━━━━━ Exercise inputs ━━━━━

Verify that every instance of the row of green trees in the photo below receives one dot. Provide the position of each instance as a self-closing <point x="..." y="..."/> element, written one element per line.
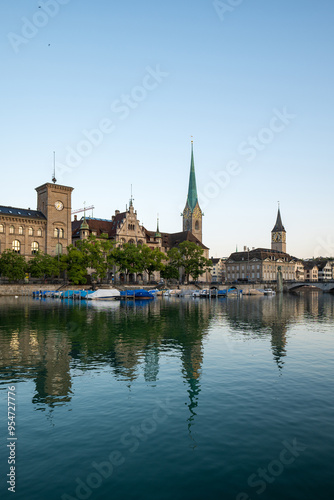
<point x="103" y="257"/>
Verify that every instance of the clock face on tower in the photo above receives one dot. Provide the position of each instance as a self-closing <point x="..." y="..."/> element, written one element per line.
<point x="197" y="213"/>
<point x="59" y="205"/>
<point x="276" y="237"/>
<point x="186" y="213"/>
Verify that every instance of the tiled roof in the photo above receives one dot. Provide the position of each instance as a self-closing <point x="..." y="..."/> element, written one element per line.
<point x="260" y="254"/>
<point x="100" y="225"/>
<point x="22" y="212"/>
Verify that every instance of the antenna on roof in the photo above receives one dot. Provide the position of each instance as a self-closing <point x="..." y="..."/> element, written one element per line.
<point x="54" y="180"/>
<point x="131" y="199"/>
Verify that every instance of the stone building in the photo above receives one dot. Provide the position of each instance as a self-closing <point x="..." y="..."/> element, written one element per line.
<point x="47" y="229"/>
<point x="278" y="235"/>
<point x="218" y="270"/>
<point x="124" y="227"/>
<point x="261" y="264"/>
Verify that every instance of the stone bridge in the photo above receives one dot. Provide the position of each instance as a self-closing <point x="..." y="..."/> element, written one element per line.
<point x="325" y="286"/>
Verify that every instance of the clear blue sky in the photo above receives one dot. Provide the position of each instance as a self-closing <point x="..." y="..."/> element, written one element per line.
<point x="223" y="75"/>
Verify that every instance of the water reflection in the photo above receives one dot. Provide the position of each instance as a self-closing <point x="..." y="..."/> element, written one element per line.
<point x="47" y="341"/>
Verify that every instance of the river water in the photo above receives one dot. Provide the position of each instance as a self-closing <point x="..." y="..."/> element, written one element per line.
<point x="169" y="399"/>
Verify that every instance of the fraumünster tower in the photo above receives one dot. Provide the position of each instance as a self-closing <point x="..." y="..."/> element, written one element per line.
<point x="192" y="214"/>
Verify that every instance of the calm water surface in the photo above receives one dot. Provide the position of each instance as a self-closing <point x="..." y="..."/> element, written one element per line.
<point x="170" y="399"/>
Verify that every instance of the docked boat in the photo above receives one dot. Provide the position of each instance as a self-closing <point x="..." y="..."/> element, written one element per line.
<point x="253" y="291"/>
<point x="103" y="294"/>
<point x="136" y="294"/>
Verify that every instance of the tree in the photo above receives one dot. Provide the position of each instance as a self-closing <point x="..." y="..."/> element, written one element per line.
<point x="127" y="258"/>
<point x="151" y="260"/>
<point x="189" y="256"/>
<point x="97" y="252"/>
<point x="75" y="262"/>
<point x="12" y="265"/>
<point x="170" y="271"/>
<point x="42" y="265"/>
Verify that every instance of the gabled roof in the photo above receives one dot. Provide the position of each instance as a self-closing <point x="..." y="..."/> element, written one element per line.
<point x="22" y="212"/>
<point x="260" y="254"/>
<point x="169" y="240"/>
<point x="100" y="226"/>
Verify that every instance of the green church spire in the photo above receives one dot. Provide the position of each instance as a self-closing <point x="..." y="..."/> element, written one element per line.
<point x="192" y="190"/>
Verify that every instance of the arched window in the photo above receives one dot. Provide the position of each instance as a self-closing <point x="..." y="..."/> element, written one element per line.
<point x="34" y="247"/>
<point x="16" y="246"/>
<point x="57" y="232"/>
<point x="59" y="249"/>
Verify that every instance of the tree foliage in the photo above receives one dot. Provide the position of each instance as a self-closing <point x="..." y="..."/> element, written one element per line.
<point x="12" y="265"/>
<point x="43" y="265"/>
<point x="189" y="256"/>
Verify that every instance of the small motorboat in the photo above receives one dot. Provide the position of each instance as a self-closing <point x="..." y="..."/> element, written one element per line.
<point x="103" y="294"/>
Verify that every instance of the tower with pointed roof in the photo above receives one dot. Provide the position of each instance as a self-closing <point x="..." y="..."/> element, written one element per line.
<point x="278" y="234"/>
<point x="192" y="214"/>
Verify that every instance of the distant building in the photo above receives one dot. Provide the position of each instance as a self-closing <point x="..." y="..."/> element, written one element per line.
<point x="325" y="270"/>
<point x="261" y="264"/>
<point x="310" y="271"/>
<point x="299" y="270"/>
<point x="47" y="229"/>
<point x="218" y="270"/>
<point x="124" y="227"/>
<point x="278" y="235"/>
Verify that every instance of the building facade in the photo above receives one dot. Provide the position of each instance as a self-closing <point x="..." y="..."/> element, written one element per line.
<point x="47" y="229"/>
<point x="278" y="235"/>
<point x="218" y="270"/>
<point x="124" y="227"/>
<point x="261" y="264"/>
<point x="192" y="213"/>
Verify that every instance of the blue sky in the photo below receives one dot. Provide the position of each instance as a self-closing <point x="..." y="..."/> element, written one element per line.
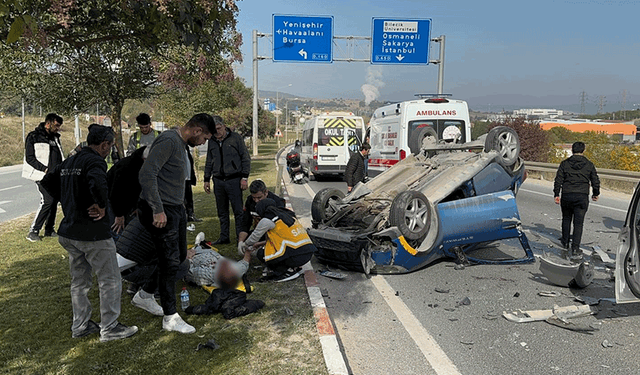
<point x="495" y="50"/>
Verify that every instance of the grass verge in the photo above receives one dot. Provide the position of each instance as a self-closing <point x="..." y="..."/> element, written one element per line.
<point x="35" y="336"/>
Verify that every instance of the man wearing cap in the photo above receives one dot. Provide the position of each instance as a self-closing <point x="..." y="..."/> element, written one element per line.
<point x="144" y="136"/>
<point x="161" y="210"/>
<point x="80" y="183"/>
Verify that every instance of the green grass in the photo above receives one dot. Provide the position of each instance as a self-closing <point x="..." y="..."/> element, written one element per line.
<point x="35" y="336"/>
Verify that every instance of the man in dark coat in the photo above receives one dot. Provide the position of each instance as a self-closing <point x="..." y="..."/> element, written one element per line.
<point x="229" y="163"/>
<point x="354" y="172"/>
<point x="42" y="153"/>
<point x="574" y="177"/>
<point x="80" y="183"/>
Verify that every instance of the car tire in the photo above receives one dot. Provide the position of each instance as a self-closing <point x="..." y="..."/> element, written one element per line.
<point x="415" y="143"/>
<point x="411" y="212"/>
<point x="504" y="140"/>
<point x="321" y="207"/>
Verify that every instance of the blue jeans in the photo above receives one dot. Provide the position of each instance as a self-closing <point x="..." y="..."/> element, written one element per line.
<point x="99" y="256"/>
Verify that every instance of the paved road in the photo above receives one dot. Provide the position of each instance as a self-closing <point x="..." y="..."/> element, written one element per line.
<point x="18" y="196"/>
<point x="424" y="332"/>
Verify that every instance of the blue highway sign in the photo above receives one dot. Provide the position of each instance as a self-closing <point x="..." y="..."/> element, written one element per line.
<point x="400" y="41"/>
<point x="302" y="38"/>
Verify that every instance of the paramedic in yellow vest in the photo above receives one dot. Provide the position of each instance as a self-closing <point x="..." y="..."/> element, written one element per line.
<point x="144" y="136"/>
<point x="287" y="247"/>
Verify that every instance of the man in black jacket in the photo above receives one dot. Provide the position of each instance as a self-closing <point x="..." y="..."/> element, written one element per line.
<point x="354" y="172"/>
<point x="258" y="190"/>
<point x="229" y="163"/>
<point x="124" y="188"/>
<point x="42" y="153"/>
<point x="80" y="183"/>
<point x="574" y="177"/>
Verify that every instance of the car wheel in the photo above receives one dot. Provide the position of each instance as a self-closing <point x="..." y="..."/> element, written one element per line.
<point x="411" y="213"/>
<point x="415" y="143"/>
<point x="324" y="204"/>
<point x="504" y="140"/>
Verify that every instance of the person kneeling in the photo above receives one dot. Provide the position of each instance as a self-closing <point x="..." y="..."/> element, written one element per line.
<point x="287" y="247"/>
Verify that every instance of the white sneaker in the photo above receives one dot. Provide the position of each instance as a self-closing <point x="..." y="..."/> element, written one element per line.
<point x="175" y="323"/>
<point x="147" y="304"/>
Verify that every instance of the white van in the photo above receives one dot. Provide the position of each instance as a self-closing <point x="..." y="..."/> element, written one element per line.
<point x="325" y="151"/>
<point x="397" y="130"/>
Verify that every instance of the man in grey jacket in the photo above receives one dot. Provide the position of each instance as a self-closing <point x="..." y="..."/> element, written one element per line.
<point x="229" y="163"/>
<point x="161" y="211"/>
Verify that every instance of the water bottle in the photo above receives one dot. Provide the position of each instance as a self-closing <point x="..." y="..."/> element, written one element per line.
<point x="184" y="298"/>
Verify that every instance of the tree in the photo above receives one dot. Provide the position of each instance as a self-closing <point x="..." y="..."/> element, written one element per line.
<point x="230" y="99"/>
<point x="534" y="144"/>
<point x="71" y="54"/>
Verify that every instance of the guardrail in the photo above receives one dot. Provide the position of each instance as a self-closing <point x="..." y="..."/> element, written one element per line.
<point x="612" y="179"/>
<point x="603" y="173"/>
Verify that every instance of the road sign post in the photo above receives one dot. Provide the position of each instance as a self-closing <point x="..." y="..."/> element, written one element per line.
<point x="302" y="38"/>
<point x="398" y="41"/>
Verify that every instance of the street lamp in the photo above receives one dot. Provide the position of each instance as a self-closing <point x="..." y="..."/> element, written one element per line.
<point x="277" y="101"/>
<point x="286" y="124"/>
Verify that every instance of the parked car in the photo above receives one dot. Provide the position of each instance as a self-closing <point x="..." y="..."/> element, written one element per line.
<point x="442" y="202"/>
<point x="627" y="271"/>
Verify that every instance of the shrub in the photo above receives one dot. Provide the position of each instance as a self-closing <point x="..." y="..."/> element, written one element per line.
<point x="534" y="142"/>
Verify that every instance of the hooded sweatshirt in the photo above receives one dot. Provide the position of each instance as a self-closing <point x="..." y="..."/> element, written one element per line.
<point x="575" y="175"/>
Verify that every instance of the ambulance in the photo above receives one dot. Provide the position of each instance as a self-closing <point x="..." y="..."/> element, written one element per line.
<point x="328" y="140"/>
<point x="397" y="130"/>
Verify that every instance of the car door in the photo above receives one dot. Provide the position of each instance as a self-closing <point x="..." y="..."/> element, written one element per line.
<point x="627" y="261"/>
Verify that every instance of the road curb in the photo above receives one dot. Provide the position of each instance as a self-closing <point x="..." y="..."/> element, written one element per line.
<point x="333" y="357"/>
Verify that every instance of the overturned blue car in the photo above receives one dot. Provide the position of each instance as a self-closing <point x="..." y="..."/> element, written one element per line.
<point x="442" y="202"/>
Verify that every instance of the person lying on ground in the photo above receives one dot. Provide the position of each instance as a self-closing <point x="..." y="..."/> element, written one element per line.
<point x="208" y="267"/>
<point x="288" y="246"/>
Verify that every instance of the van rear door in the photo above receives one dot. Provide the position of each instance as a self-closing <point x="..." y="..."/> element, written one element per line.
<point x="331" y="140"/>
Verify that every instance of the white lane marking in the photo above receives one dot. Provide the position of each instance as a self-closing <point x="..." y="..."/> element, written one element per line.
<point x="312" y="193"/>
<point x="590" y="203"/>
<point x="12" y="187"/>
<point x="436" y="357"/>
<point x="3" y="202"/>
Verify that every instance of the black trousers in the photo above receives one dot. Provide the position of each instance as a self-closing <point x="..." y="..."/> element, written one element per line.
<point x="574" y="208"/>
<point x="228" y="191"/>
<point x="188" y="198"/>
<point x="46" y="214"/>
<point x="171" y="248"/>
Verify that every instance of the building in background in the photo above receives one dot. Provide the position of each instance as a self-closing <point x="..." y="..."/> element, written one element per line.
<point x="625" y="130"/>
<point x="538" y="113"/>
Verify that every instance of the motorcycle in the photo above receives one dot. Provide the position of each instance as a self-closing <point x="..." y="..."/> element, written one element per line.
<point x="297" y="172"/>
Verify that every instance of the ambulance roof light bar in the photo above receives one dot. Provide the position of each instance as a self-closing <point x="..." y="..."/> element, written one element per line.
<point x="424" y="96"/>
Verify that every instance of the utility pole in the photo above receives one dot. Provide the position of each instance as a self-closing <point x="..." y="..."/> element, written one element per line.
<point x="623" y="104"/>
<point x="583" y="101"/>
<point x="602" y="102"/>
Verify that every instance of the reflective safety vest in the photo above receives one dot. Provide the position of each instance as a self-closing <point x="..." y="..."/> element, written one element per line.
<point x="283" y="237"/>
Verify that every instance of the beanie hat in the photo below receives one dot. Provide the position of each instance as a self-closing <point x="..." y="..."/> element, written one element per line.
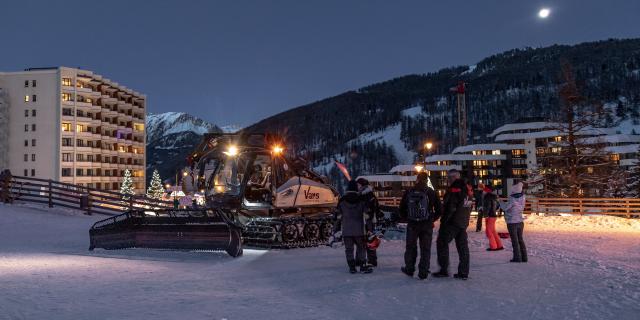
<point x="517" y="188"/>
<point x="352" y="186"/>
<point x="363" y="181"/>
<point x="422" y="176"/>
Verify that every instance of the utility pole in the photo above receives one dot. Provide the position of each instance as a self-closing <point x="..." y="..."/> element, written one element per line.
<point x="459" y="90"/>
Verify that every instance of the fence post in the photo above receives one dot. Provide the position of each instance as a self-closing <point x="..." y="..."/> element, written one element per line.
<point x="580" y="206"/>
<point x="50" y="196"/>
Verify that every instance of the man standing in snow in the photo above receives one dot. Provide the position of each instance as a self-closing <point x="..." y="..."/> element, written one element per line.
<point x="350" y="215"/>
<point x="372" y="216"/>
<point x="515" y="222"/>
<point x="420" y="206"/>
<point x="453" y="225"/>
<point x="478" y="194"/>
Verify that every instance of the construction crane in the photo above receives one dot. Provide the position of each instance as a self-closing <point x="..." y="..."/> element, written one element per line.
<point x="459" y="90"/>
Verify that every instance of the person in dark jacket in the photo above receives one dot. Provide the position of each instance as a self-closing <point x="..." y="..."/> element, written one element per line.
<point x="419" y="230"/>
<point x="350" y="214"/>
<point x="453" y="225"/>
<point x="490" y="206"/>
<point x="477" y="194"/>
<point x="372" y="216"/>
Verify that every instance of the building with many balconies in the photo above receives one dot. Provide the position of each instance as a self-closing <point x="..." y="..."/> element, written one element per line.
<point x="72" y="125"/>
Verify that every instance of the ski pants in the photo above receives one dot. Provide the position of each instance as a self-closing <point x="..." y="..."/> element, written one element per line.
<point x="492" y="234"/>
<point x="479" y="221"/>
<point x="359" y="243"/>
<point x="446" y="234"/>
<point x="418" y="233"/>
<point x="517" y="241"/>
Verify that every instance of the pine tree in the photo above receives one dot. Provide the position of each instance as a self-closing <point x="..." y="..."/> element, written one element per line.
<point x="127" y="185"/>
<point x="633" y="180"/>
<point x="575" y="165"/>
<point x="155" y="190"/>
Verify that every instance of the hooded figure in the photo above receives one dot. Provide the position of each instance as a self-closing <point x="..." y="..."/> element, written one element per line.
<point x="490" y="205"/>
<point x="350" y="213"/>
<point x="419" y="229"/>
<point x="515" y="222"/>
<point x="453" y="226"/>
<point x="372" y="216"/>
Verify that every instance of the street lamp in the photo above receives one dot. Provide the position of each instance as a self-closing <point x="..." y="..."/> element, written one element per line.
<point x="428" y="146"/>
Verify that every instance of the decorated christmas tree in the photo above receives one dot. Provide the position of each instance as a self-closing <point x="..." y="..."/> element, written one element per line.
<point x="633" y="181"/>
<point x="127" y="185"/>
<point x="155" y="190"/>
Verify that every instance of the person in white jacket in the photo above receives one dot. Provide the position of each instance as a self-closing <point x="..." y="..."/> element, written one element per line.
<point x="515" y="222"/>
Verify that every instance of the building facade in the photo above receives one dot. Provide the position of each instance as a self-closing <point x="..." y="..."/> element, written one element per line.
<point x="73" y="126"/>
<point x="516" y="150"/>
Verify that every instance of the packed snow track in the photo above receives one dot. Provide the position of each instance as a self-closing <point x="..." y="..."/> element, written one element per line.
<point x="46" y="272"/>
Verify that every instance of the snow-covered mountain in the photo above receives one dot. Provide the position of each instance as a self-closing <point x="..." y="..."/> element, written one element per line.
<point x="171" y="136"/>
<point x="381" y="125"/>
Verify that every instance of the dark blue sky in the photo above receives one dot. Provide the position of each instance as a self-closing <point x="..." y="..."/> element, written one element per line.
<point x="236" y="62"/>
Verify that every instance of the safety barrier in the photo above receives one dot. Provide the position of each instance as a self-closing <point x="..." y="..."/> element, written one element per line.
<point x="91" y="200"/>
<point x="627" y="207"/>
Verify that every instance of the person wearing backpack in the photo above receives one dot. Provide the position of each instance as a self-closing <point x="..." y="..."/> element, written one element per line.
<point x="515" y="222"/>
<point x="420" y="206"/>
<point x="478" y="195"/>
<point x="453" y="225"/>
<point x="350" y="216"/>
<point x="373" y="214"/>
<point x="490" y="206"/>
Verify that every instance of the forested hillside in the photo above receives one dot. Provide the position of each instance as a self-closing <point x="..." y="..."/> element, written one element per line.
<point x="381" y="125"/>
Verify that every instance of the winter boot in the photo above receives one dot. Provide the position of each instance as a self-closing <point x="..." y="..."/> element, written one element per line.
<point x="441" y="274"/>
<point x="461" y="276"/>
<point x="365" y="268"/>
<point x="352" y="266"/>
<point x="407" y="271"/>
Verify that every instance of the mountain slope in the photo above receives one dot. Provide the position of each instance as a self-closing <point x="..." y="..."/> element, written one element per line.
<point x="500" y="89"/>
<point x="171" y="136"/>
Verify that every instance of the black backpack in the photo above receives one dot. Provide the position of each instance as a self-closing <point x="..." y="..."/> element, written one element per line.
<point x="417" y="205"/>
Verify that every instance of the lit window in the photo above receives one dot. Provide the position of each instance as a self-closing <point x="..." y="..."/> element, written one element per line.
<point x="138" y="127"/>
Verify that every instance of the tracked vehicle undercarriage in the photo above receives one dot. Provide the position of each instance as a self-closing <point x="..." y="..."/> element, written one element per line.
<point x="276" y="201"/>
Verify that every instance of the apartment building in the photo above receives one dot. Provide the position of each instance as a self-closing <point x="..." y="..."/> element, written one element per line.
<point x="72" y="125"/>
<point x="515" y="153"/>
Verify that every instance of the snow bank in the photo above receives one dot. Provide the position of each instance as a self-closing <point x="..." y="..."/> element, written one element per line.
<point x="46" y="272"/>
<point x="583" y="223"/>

━━━━━

» **Exercise directions**: All that the answer may hold is the lines from the one with "Verify that every instance of the snow bank" through the end of the data, set down exactly as they appear.

» **Answer section**:
Verify that every instance of the snow bank in the photo above receives one dot. Provide the position of each instance as a self-closing <point x="..." y="..."/> element, written one element per line.
<point x="46" y="272"/>
<point x="583" y="223"/>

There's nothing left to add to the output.